Content starts
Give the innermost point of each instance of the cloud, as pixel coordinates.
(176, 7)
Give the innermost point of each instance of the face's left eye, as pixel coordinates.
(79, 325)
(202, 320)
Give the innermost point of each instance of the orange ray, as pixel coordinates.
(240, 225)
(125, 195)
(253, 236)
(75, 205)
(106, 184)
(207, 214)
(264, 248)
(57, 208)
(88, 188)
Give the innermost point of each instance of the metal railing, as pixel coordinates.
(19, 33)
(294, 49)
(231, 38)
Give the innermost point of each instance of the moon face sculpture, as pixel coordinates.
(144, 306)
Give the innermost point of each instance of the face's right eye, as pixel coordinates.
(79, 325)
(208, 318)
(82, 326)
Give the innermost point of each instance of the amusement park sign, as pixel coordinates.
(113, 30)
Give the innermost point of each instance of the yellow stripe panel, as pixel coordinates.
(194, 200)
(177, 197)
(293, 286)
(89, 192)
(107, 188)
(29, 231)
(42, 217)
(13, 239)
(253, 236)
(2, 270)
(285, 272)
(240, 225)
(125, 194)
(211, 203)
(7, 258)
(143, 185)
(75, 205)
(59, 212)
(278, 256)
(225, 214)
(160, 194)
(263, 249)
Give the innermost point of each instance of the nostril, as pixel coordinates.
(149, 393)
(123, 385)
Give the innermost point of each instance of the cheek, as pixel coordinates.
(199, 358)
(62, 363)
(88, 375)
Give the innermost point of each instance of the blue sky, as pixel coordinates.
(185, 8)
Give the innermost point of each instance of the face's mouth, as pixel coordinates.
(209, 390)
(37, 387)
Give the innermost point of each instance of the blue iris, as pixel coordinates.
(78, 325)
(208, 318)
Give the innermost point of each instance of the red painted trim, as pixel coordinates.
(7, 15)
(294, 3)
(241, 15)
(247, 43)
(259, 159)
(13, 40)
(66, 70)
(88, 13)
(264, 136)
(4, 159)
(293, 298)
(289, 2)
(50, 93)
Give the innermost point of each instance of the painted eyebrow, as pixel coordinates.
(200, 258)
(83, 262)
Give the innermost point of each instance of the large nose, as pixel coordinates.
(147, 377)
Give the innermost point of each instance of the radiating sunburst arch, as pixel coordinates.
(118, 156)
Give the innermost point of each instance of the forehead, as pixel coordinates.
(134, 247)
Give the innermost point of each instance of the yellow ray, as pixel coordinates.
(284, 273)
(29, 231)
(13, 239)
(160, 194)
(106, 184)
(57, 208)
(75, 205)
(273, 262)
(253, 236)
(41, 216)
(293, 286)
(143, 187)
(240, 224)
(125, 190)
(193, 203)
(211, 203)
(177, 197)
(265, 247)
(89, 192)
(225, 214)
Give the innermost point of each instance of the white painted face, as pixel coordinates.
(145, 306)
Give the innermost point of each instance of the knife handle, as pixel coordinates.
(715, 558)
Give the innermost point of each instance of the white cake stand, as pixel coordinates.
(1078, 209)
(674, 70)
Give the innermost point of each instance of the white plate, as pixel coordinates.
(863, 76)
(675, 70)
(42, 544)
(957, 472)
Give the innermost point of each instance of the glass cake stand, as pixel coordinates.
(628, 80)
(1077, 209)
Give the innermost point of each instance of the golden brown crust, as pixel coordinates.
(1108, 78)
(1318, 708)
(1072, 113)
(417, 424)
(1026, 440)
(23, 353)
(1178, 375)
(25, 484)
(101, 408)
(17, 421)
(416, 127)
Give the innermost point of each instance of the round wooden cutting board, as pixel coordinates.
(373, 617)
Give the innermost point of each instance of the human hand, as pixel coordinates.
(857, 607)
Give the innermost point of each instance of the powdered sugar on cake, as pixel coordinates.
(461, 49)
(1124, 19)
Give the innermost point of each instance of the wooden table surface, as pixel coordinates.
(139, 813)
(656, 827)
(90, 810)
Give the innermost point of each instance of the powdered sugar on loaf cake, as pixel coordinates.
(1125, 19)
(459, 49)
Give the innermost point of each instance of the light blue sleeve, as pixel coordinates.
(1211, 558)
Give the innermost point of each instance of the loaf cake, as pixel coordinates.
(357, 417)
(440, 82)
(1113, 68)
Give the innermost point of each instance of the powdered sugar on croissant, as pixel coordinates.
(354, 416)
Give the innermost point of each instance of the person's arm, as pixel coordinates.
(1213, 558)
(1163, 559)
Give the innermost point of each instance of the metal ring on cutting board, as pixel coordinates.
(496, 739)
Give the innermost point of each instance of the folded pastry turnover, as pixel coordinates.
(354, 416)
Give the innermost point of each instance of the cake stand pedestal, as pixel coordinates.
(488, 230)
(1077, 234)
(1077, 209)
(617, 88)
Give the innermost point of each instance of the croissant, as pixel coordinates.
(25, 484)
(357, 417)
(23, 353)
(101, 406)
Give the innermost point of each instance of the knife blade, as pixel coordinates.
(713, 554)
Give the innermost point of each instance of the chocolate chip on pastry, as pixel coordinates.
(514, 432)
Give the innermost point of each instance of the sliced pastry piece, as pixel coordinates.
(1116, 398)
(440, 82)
Content ends
EXERCISE BRIEF:
Repeat the lines above with every word intact.

RESPONSE:
Give the innermost point of each instance of the cloud, as pixel coordinates.
(176, 7)
Give the innermost point of each instance of the face's left eye, as pixel coordinates.
(79, 325)
(202, 320)
Give the innermost point of each instance of the orange ray, as pixel coordinates.
(240, 225)
(125, 195)
(253, 236)
(75, 205)
(106, 184)
(207, 214)
(264, 248)
(57, 208)
(88, 188)
Give the innermost point of each instance of the metal railing, as pixel coordinates.
(19, 33)
(294, 49)
(231, 38)
Give the innermost point of each instance of the moon face sculpture, as pixel coordinates.
(144, 306)
Give the innermost point of each instance of the face's right eye, as pixel coordinates.
(79, 325)
(208, 318)
(82, 326)
Give the innermost point of each instance of the amusement park sign, as pixel coordinates.
(113, 30)
Give the innermost point of each instance of the yellow stripe panel, as pixel coordinates.
(194, 200)
(177, 197)
(293, 286)
(89, 192)
(107, 188)
(29, 231)
(42, 217)
(13, 239)
(253, 236)
(2, 270)
(285, 272)
(240, 225)
(125, 194)
(211, 203)
(7, 258)
(143, 185)
(75, 205)
(59, 212)
(278, 256)
(225, 214)
(160, 194)
(263, 249)
Give the innermost point of each instance of the nostril, as pixel coordinates.
(149, 393)
(123, 385)
Give the innermost point of each instance of the cheek, as pixel coordinates.
(199, 358)
(62, 363)
(88, 375)
Give the innermost point of each instance of the blue sky, as pixel coordinates.
(185, 8)
Give the innermost point of each instance of the face's mouth, as pixel coordinates.
(209, 390)
(37, 387)
Give the innermost point of each instance of the blue iris, as pixel coordinates.
(78, 325)
(208, 318)
Give the innermost point of each instance of the red painted trim, as pixel coordinates.
(7, 15)
(294, 3)
(241, 15)
(247, 43)
(259, 159)
(13, 40)
(66, 70)
(88, 13)
(264, 136)
(4, 159)
(293, 298)
(289, 2)
(50, 93)
Give the innermost point of each instance of the painted eyebrow, as pixel coordinates.
(200, 258)
(83, 262)
Give the innermost point of each instance of the large nose, as pixel coordinates.
(147, 377)
Give the innermost point of each instance of the radiating sunburst arch, as pixel coordinates.
(118, 156)
Give the innermost point of each instance of the forehead, as pixel coordinates.
(134, 247)
Give the innermost point of each instance of the yellow ray, as pixel coordinates.
(284, 273)
(29, 231)
(13, 239)
(160, 194)
(106, 184)
(57, 208)
(75, 205)
(273, 262)
(253, 236)
(41, 216)
(293, 286)
(143, 187)
(240, 224)
(125, 190)
(193, 203)
(211, 203)
(177, 197)
(265, 247)
(89, 192)
(225, 214)
Give the innermost point of each instance of the white painted face, as pixel coordinates.
(145, 306)
Give the innermost point of each instance of the knife handle, as pixel coordinates.
(715, 558)
Give the innermost point of each instance of the white cake stand, as pixel coordinates.
(1078, 209)
(674, 70)
Give the innermost point of each instance of the white plate, as pixel coordinates.
(863, 76)
(675, 70)
(42, 544)
(957, 472)
Give the innermost point of each instance of the glass cake stand, as pixel coordinates.
(628, 80)
(1077, 209)
Give the innermost point of each instance of the golden brown crust, as pixel coordinates.
(1108, 78)
(1318, 708)
(1072, 113)
(417, 424)
(1026, 440)
(23, 353)
(1178, 375)
(25, 484)
(101, 408)
(17, 421)
(416, 127)
Give the innermost point of each instance of the round wooden cutting board, as pixel coordinates.
(373, 617)
Give the innermost point of each instance of the human hand, as pixel coordinates.
(857, 607)
Give the innermost point of each instance of the powdered sugar on cake, as pixel coordinates.
(461, 49)
(1124, 19)
Give the innermost point of each instance of the wooden table surface, as pixel coordinates.
(139, 813)
(656, 827)
(90, 810)
Give the innermost point of each instance of the powdered sugar on loaf cake, as pixel coordinates.
(1125, 19)
(459, 49)
Give the innermost point of each instance of the light blue sleeve, as pixel coordinates.
(1211, 558)
Give the innermost point of each instance of the loaf cake, as pixel coordinates.
(357, 417)
(440, 82)
(1113, 68)
Give the innermost point of each instance of the powdered sugar on croissant, as pixel coordinates.
(354, 416)
Give the innermost point of each instance of the person's arm, as pixel coordinates.
(1213, 558)
(1163, 559)
Give the innermost point of each instance of the metal ring on cutting board, as pixel coordinates.
(496, 739)
Give the innermost point of each instance of the folded pastry turnover, as pixel coordinates.
(354, 416)
Give the innermost point of each instance of the cake stand pedestal, as pixel coordinates.
(488, 230)
(1077, 234)
(1077, 209)
(617, 88)
Give the innermost point of each instance of the croissant, as pixel coordinates.
(25, 484)
(357, 417)
(23, 353)
(101, 406)
Give the innermost point of each instance of the knife blade, as pixel coordinates.
(713, 554)
Give the innermost point of each instance of the chocolate chip on pastry, as pixel coordinates.
(514, 432)
Give the innermost point of each instance of the sliced pastry piece, as pixel coordinates.
(1116, 398)
(440, 82)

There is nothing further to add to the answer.